- _THE PROBLEM_:
Format the lines below, from the one containing "Place a point on each instance of the flower stem, one" through the one containing "x=282, y=552", inclusive, as a Markdown table with the columns Row, for the row number, and Line, for the line itself. Leave out any blank lines.

- _RECORDS_:
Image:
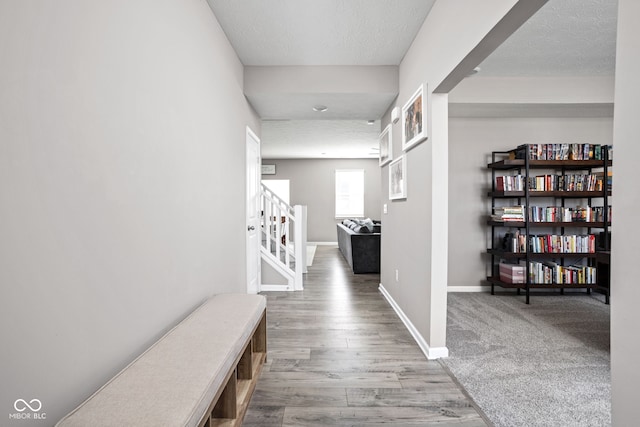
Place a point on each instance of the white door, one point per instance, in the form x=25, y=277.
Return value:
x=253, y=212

--

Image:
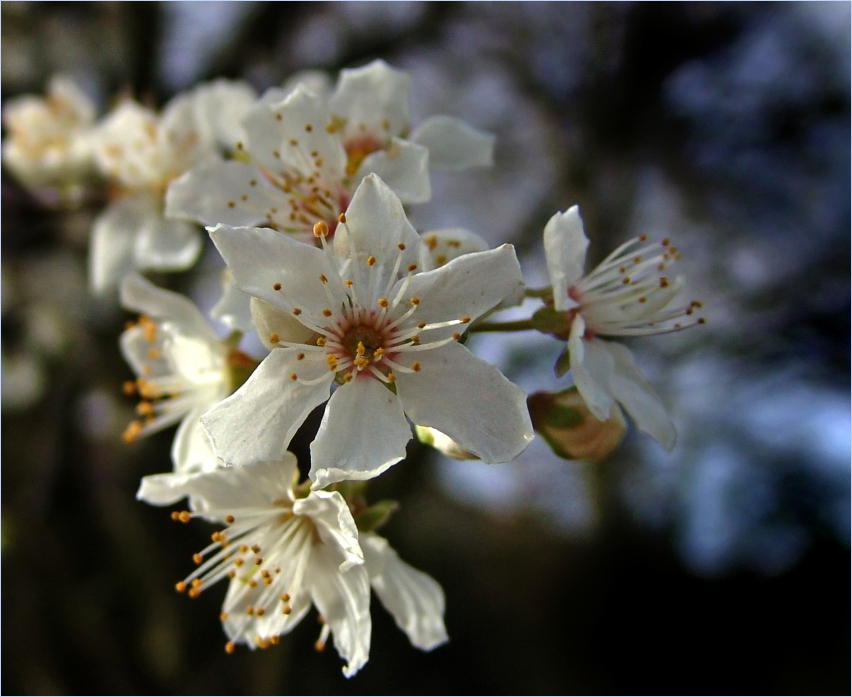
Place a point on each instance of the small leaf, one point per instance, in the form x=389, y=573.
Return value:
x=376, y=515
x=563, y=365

--

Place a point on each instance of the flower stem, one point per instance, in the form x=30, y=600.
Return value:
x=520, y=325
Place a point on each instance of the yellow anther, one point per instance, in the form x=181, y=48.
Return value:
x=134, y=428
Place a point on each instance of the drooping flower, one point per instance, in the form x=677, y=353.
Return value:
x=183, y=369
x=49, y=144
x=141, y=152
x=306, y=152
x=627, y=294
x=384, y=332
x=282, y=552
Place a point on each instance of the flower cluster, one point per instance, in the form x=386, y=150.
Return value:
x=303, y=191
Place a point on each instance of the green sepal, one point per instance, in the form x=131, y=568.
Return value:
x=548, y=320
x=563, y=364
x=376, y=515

- _EXPECTED ANSWER_:
| Row | Line |
|---|---|
| 1 | Place a point on each instance of the flower stem, one point per instance, in the form x=30, y=600. |
| 2 | Return value: |
| 3 | x=520, y=325 |
| 4 | Place a point on each instance of the yellow anther, one point per instance, in the form x=181, y=48. |
| 5 | Return value: |
| 6 | x=134, y=428 |
| 7 | Place a point on each instance of the drooping flower, one point per instance, in the form x=677, y=353. |
| 8 | Return value: |
| 9 | x=183, y=369 |
| 10 | x=49, y=144 |
| 11 | x=141, y=152 |
| 12 | x=306, y=152 |
| 13 | x=627, y=294 |
| 14 | x=384, y=332 |
| 15 | x=282, y=552 |